* TASK PROMPT *
Extend the blog post below on balancing long-distance running with family and work, starting after its final sentence.

* READING PASSAGE *
────────────────────
Balance in a runner’s life can be hard to achieve

Written on Mar 22nd, 2015 by , Category Marlene Farrell Blog

Marlene Farrell runs with her children in Leavenworth last year.

 

By Marlene Farrell
RunWenatchee.com

Editor’s note: Leavenworth’s Marlene Farrell is recovering from a broken ankle suffered while running. This is the fifth in a series of blogs she is writing, detailing her recovery.

A friend recently asked me, “What’s the hardest thing about long distance running?” I can only answer for myself, and I’ve pinned it down to two aspects.

The first challenge is getting out on the ugly days — those with weather extremes, or caused by my own poor sleep, diet, or other stress. But having been cooped up to heal a broken ankle, the ugly days now seem rare, as every opportunity to get out is a blessing. And most times, once I’m out, I acclimate to the conditions. I never regret logging miles, even if it’s slogging miles.

The other hard part of being a long distance runner comes after the long run is complete. In approximate order of importance are: shower, food, water, feet up, more food, and a lack of taxing brain activity. But I am a mom, wife, and writer. I have to keep our household running, and pay attention to my family’s needs and my work responsibilities. While out on a long run, I have this recurrent daydream that running is all that matters. My life feels like it boils down to motion, and breathing, and taking in vistas that show both how small the town is and how big the world is.

Then reality crashes down on me as I’m lounging on the couch, reading a magazine, and my daughter asks me to jump on the trampoline with her. Or my son wants to start a complex project right now. Sometimes I shake off the recovery fog to do a half-adequate job of playing with them, which satisfies no one. Or I wave them off, saying, “Next time.” After my eyelids droop, I’ll be goaded awake by the thought of a starving lizard that is silently waiting for his supper, or the laundry fermenting in the washer.
────────────────────
* RECORD EXTRACTS *
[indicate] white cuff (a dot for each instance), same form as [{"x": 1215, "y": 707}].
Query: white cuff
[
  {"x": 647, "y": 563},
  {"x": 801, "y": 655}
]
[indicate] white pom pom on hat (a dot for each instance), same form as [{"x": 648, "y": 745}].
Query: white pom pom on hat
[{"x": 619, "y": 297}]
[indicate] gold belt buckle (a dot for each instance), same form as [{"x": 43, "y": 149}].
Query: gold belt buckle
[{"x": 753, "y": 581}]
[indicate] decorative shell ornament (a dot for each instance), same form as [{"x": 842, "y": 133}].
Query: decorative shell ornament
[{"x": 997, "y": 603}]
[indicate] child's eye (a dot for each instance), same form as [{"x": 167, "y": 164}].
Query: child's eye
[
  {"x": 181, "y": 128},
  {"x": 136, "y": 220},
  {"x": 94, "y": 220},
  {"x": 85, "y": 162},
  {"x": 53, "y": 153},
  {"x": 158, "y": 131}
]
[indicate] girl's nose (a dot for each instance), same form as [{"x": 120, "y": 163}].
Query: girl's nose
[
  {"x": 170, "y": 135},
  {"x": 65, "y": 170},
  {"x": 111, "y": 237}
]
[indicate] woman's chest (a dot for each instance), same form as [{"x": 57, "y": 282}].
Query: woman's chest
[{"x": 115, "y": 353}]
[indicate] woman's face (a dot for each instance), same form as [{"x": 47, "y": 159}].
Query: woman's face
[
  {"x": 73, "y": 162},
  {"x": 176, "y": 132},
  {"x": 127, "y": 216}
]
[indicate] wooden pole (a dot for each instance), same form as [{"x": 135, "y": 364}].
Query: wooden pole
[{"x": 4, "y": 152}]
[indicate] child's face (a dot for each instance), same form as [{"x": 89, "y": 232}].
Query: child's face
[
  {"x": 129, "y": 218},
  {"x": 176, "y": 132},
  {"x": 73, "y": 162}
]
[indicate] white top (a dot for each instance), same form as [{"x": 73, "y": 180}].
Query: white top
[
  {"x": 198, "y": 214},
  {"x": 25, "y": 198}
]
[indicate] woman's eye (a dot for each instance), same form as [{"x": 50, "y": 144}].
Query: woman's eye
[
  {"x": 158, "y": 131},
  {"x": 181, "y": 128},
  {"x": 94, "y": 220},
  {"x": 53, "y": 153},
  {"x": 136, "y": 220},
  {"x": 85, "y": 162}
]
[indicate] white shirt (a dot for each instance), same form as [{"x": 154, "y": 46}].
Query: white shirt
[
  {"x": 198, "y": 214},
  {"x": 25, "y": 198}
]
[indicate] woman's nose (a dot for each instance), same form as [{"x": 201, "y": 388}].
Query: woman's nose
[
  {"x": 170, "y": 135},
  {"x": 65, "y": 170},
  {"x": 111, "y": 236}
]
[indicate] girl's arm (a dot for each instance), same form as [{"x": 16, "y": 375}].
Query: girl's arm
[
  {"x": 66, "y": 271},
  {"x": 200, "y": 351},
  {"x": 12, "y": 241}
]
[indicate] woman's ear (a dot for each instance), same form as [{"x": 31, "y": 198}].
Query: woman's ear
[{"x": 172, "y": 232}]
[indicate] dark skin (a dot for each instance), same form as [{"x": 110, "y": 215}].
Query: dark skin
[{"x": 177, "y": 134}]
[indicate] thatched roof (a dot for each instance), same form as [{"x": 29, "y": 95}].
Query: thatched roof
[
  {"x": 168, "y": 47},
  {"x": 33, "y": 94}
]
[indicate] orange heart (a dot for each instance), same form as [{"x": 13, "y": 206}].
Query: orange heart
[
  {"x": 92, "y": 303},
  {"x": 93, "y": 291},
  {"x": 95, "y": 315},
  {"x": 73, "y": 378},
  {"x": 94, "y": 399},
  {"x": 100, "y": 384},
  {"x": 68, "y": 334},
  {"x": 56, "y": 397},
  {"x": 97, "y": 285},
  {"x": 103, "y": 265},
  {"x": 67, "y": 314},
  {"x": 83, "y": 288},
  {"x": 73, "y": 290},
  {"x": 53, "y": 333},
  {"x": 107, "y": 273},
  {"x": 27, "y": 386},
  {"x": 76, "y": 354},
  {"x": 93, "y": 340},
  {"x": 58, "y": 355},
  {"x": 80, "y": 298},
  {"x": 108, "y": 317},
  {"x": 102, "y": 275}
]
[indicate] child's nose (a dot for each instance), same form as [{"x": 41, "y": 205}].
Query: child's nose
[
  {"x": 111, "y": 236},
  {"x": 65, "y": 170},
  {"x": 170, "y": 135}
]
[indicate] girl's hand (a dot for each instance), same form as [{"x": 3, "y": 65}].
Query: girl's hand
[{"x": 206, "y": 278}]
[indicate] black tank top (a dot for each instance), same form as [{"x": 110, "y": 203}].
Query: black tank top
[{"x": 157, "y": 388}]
────────────────────
* RESULT BELOW *
A broken ankle takes awhile to heal, so I am in rehab mode. I run only every other day. On alternate days I swim, bike, or take it easy. I’m happy with my activity because my post-surgery hibernation is still a clear memory.

While 95 percent of my body craves for longer workouts, especially runs longer than six slow miles, there’s an important 5 percent that holds veto power over the rest. Conversations with my left ankle go like this:

Me: How about an extra mile?
Ankle: Not a good idea.
Me: How about a few more minutes?
Ankle: Nope.
Me: Let’s try running two days in a row.
Ankle: I’m warning you. …
Me: I think you’re up for some one-footed hops at the end of this run.
Ankle: How embarrassing. OK, here are five. Now give me ice and elevation, you moron!

The unexpected perk of constraining my daily exercise is that I’m ready for whatever comes my way in my home life. I’ve stumbled upon a perfect balance. My writing seems to flow after the easy runs. Even more so, writing ideas percolate like bubbles all around me as I swim laps. I actually have to ignore the stream of them lest I veer into another lane or lose track of my laps. And there’s been many a day that I have hiked the hill in the back yard with the kids, or gone for a bike ride, or made a complicated dinner while overseeing homework completion.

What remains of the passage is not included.